EXERCISE AIM:
Turn every line of the records below into a numbered list, skipping blank lines and leaving out the pictures.

PROVIDED ENTRIES:
================

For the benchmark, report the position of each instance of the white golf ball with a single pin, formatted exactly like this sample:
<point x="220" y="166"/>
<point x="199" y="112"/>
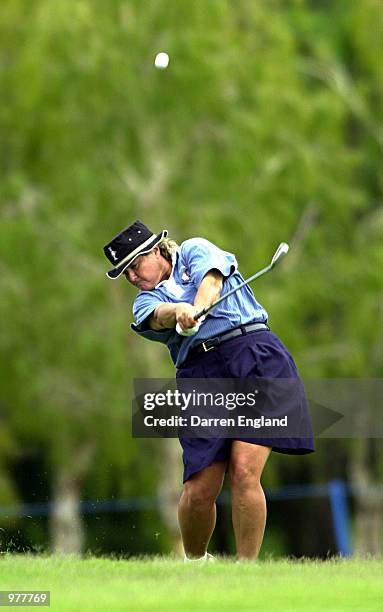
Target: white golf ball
<point x="162" y="60"/>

================

ANSWER:
1. For the benchmark, report the position of each instance of the white golf ball with a single pin, formatted exactly like this sample:
2. <point x="220" y="166"/>
3. <point x="199" y="112"/>
4. Target: white golf ball
5. <point x="162" y="60"/>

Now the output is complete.